#### Data for the task:
========================================================================

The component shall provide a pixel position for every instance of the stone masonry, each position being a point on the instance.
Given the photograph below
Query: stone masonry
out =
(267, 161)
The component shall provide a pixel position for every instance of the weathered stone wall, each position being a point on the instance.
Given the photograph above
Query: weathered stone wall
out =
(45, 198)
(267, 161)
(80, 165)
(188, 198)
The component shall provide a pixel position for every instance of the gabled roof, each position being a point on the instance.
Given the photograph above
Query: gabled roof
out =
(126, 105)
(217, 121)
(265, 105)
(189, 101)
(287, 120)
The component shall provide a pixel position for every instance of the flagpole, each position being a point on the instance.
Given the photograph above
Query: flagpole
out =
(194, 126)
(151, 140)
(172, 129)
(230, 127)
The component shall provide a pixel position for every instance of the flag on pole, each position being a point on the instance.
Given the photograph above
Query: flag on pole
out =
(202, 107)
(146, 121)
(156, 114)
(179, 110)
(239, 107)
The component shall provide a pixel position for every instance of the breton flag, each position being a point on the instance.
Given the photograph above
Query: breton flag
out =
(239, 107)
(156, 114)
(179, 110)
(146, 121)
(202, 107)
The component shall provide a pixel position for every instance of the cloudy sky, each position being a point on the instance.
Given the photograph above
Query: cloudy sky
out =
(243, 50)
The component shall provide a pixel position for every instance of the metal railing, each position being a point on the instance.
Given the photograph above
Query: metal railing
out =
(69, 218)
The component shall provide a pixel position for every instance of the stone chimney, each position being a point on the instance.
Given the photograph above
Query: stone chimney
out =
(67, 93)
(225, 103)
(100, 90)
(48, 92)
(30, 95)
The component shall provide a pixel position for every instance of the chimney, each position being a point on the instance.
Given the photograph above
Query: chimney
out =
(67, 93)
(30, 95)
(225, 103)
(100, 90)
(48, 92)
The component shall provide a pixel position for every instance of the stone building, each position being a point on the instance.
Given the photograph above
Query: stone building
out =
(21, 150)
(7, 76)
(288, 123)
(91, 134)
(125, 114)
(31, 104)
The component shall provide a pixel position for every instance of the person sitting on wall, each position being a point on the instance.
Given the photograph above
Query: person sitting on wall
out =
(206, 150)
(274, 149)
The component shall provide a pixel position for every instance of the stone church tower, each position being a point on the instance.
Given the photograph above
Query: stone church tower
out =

========================================================================

#### Exercise objective:
Would you restate the records word for word?

#### Output of the task:
The component shall provide a pixel position for every instance of the stone masonry, each position being a point on the instance.
Given the photograph below
Query: stone masonry
out =
(267, 161)
The component shall provide a pixel position for every instance of the weathered stone wall, each position being a point on the instance.
Given the photograph above
Query: weathered stone wall
out =
(45, 198)
(267, 161)
(80, 165)
(188, 198)
The component shall provide a pixel position for every instance of the gabled roof, each position being a point on the instance.
Given the photograph above
Query: gabled roof
out =
(126, 105)
(217, 121)
(265, 105)
(189, 101)
(287, 120)
The component shall provide a pixel position for every instance of the flagpole, each position being a point on the instance.
Given the photograph above
Query: flagpole
out =
(194, 126)
(151, 140)
(172, 129)
(230, 127)
The component shall provide a pixel position for every instance of the flag on pole, each position being a point on the instance.
Given the photograph above
Query: flag on pole
out =
(202, 107)
(146, 121)
(156, 114)
(179, 110)
(239, 107)
The component shall provide a pixel position for every instance of the breton flag, each position being a point on the instance.
Given the photograph above
Query: breton flag
out =
(239, 107)
(156, 114)
(179, 110)
(146, 121)
(202, 107)
The component shall provide a pixel position for every instance of the cloudy sky, each position being a point on the instance.
Given the photograph above
Query: cloudy sky
out =
(243, 50)
The component shall provide a pixel position for every instance of the metal railing, each position being a point on the instance.
Given the photograph above
Query: metal railing
out =
(69, 218)
The component shall provide a pixel position for every instance of the stone chimney, each position being a point on the instance.
Given the photograph above
Query: stone chimney
out =
(67, 93)
(225, 103)
(100, 90)
(48, 92)
(30, 95)
The component shall provide a pixel position for every instance of the chimney, each position being a point on the instance.
Given the photograph above
Query: chimney
out =
(67, 93)
(30, 95)
(225, 103)
(100, 90)
(48, 92)
The component shall provide a pixel position for every instance of the stone building, each position being a point on the instance.
Given the photograph above
Query: stone building
out =
(21, 150)
(7, 76)
(288, 123)
(91, 134)
(125, 114)
(31, 104)
The component shall provide a pixel position for every instance of the person sitting on wall, each position being a point on the instance.
Given the photograph above
Query: person sitting on wall
out =
(206, 150)
(274, 149)
The component shall provide a pixel position for every instance of the stone church tower, each position being a point on the instance.
Given the photograph above
Query: stone church tower
out =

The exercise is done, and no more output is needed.